> **Prompt**
Identify every line in the records below that contains the string "lamp", and copy each such line in full.

> **Pointing dataset excerpts**
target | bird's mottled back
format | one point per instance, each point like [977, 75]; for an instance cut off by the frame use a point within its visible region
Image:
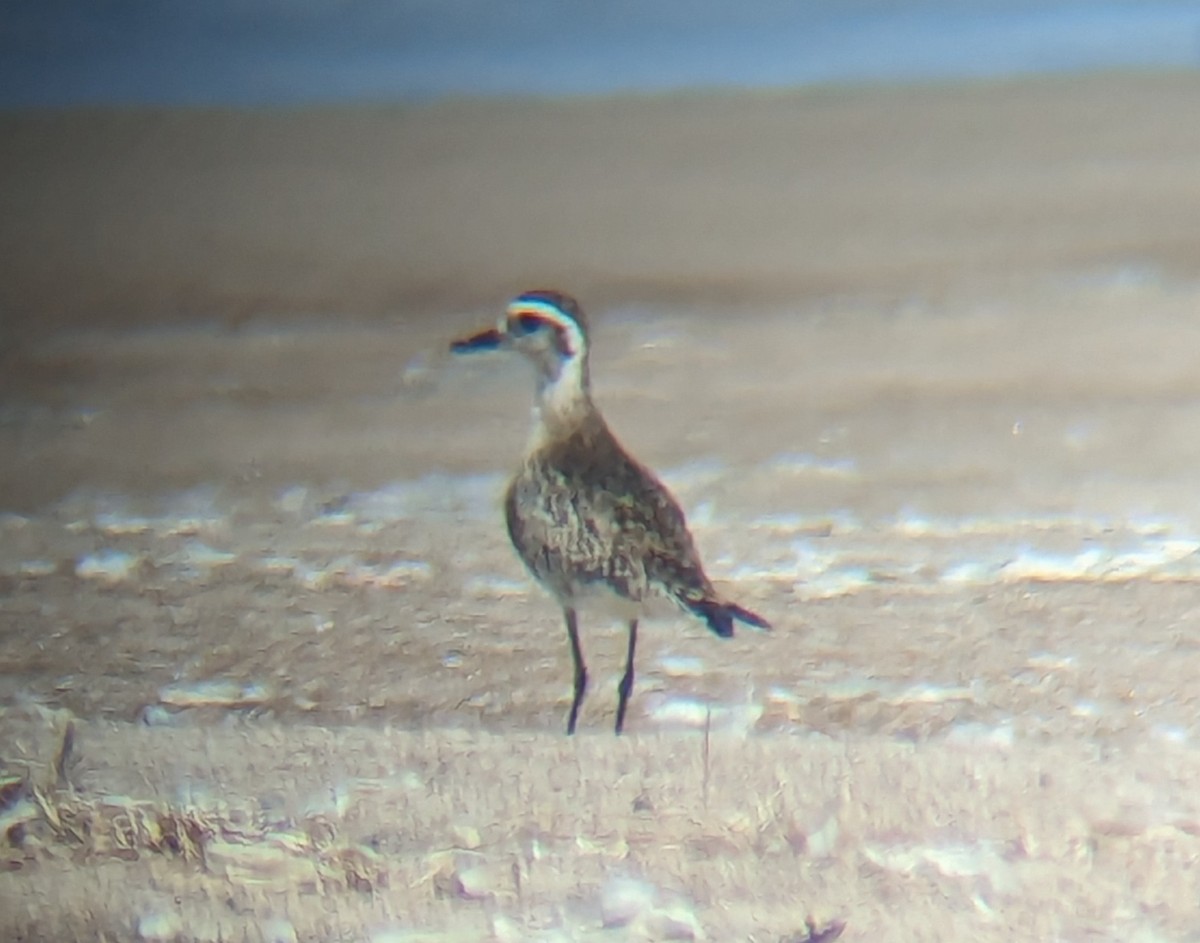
[582, 514]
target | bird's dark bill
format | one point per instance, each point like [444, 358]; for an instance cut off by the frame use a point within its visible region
[483, 341]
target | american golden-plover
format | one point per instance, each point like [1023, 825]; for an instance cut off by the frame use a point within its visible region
[585, 516]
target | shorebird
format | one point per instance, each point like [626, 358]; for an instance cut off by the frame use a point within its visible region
[587, 518]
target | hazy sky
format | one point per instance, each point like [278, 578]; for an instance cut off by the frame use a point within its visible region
[61, 52]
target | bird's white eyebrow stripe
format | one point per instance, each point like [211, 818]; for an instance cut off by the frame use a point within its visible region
[553, 314]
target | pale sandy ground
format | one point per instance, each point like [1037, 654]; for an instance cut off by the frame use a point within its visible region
[922, 365]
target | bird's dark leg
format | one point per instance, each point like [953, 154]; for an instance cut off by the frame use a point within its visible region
[581, 672]
[627, 679]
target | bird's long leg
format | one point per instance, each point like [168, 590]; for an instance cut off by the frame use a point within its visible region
[581, 671]
[627, 679]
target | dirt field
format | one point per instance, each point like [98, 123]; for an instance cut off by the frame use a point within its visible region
[921, 365]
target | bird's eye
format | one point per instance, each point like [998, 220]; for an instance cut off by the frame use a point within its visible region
[525, 324]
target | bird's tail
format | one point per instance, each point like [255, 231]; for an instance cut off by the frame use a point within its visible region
[721, 616]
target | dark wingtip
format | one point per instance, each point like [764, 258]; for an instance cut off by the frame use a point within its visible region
[720, 616]
[487, 340]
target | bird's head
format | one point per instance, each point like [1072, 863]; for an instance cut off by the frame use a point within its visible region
[549, 328]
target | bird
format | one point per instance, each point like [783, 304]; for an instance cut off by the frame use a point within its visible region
[588, 520]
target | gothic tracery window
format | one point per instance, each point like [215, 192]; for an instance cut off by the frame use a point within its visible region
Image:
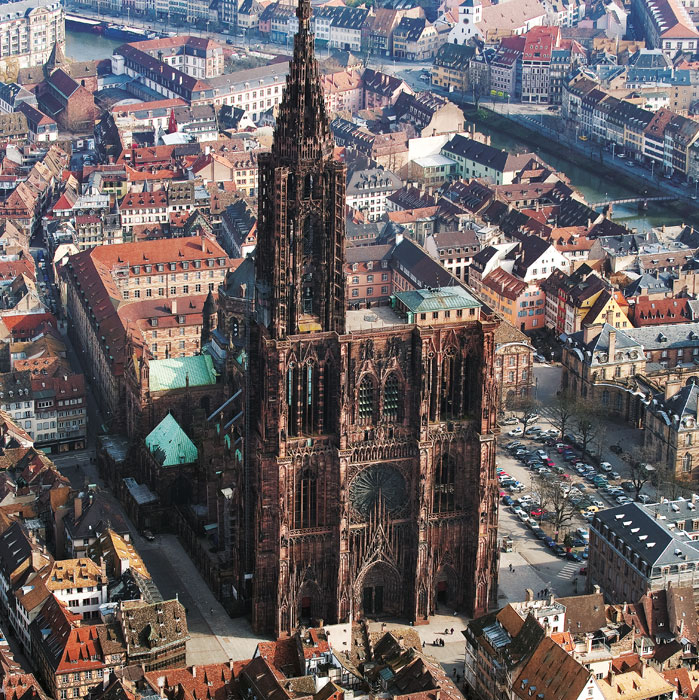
[391, 398]
[367, 399]
[306, 500]
[444, 485]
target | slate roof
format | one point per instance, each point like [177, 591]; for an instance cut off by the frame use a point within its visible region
[425, 300]
[148, 628]
[646, 535]
[682, 335]
[170, 444]
[650, 283]
[179, 372]
[624, 340]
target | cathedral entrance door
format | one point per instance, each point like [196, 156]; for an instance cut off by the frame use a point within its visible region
[442, 592]
[373, 600]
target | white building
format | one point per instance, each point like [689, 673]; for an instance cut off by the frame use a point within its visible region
[80, 584]
[28, 31]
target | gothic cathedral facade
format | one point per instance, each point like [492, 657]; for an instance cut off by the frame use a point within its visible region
[372, 452]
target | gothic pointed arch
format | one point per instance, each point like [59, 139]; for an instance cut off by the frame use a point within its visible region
[367, 398]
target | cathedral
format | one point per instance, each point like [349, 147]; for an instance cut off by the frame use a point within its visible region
[371, 451]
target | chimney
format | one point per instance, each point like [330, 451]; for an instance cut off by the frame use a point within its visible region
[671, 388]
[612, 343]
[590, 333]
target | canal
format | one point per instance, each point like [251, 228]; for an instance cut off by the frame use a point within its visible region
[583, 175]
[85, 46]
[595, 186]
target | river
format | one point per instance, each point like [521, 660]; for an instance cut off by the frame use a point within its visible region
[84, 46]
[585, 177]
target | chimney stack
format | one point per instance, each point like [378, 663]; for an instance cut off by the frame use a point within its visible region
[671, 388]
[590, 333]
[77, 507]
[612, 343]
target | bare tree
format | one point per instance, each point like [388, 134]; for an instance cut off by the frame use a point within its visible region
[563, 411]
[587, 421]
[641, 472]
[527, 407]
[557, 496]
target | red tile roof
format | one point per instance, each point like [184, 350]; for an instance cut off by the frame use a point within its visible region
[144, 200]
[204, 682]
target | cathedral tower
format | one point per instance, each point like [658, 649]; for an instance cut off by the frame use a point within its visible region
[372, 486]
[301, 202]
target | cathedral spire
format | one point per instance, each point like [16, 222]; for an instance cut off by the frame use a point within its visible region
[303, 127]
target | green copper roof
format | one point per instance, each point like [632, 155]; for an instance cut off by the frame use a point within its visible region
[174, 372]
[170, 443]
[422, 300]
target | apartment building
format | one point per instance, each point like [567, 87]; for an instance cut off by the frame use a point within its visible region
[367, 191]
[198, 57]
[96, 282]
[80, 584]
[52, 409]
[29, 29]
[666, 25]
[638, 548]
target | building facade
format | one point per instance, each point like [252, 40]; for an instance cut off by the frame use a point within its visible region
[366, 444]
[28, 32]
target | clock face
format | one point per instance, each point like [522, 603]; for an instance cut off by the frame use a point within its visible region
[374, 483]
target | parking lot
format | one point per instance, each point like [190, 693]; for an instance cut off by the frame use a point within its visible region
[536, 562]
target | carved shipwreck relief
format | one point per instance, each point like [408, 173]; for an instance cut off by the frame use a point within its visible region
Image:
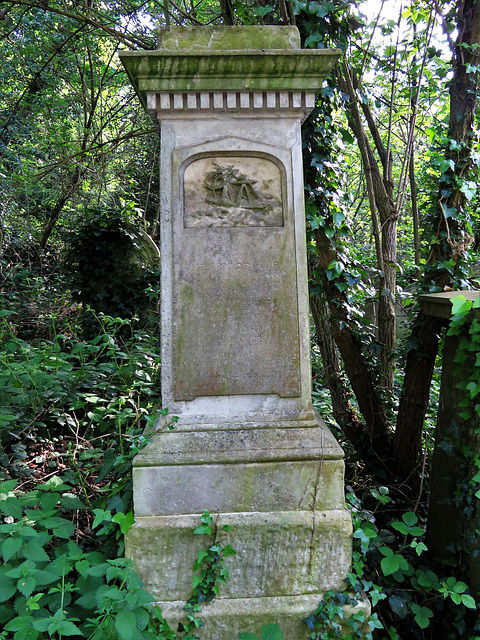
[233, 191]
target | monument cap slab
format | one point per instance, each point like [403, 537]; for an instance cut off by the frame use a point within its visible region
[228, 59]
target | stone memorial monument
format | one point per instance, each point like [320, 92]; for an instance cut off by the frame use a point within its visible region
[248, 446]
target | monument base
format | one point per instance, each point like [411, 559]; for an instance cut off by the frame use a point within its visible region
[225, 618]
[278, 488]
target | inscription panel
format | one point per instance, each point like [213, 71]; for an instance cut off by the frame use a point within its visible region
[236, 311]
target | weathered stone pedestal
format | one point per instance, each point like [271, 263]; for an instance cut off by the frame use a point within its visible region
[235, 336]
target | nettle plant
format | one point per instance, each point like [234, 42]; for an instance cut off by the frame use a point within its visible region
[52, 587]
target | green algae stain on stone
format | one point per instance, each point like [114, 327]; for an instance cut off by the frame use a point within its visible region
[241, 37]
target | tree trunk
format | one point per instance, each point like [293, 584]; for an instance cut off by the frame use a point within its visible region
[342, 410]
[450, 242]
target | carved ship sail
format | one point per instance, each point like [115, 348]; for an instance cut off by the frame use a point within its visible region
[227, 187]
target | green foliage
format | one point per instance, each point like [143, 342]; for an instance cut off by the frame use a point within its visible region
[211, 572]
[407, 592]
[112, 269]
[51, 586]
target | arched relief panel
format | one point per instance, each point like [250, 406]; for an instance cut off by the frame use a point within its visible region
[235, 302]
[233, 189]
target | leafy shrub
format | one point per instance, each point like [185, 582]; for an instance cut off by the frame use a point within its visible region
[113, 268]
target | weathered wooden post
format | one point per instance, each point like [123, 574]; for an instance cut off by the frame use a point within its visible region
[248, 446]
[448, 526]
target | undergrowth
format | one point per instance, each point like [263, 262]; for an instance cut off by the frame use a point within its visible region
[73, 413]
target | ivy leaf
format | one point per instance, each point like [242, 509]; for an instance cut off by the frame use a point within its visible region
[203, 529]
[11, 507]
[468, 601]
[126, 625]
[10, 547]
[26, 585]
[71, 501]
[443, 164]
[125, 520]
[34, 551]
[7, 588]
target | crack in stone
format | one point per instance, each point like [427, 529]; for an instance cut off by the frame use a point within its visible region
[313, 507]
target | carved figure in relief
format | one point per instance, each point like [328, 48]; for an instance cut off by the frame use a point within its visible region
[227, 187]
[233, 191]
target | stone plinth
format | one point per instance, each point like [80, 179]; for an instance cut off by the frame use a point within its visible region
[235, 335]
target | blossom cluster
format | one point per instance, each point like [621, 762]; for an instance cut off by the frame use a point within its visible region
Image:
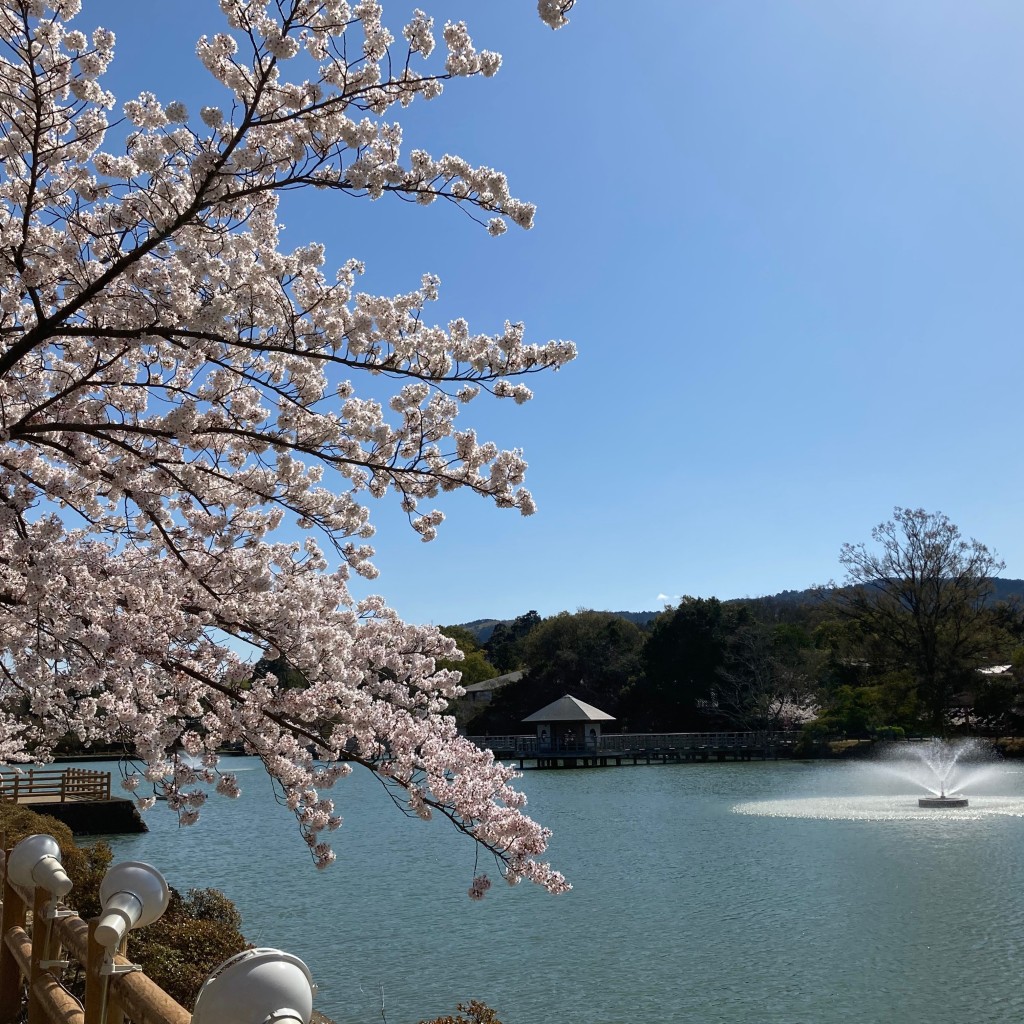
[175, 386]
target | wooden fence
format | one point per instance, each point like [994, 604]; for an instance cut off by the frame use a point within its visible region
[36, 951]
[53, 785]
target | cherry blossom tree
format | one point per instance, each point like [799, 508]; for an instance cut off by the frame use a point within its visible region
[175, 387]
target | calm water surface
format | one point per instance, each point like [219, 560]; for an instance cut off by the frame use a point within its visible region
[684, 909]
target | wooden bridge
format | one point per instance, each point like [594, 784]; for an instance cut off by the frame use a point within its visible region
[31, 962]
[43, 785]
[640, 748]
[78, 797]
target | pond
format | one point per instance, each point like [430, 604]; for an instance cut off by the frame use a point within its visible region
[715, 893]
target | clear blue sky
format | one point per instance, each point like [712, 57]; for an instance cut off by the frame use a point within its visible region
[788, 240]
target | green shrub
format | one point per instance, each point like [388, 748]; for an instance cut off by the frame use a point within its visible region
[479, 1013]
[196, 934]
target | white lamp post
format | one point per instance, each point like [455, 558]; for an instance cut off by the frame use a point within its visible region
[257, 986]
[132, 895]
[36, 861]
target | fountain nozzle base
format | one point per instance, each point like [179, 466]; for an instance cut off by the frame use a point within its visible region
[943, 801]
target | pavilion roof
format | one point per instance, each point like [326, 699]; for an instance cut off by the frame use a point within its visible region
[569, 709]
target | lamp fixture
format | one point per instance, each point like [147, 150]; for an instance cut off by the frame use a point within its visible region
[257, 986]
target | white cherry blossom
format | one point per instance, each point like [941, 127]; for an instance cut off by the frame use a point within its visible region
[175, 387]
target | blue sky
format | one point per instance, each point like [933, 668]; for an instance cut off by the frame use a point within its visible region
[788, 240]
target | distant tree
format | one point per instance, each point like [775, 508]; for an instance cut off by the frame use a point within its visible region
[594, 655]
[922, 600]
[474, 666]
[504, 646]
[769, 679]
[684, 652]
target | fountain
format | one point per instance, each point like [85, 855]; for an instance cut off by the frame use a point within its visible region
[904, 781]
[940, 767]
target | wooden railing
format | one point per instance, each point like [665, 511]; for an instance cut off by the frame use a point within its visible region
[66, 785]
[621, 741]
[31, 951]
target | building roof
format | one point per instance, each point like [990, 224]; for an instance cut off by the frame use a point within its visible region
[569, 709]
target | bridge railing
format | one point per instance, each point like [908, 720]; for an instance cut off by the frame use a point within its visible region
[67, 784]
[529, 745]
[31, 945]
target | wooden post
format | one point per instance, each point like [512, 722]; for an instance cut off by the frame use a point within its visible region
[95, 983]
[42, 949]
[10, 975]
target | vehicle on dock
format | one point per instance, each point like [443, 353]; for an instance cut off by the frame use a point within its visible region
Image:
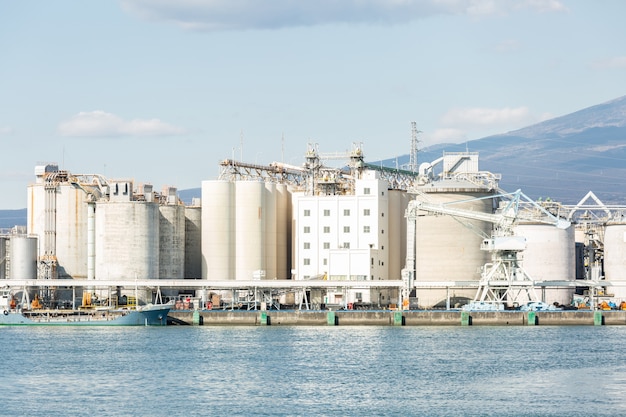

> **Answer**
target | white lamp post
target | lamp fixture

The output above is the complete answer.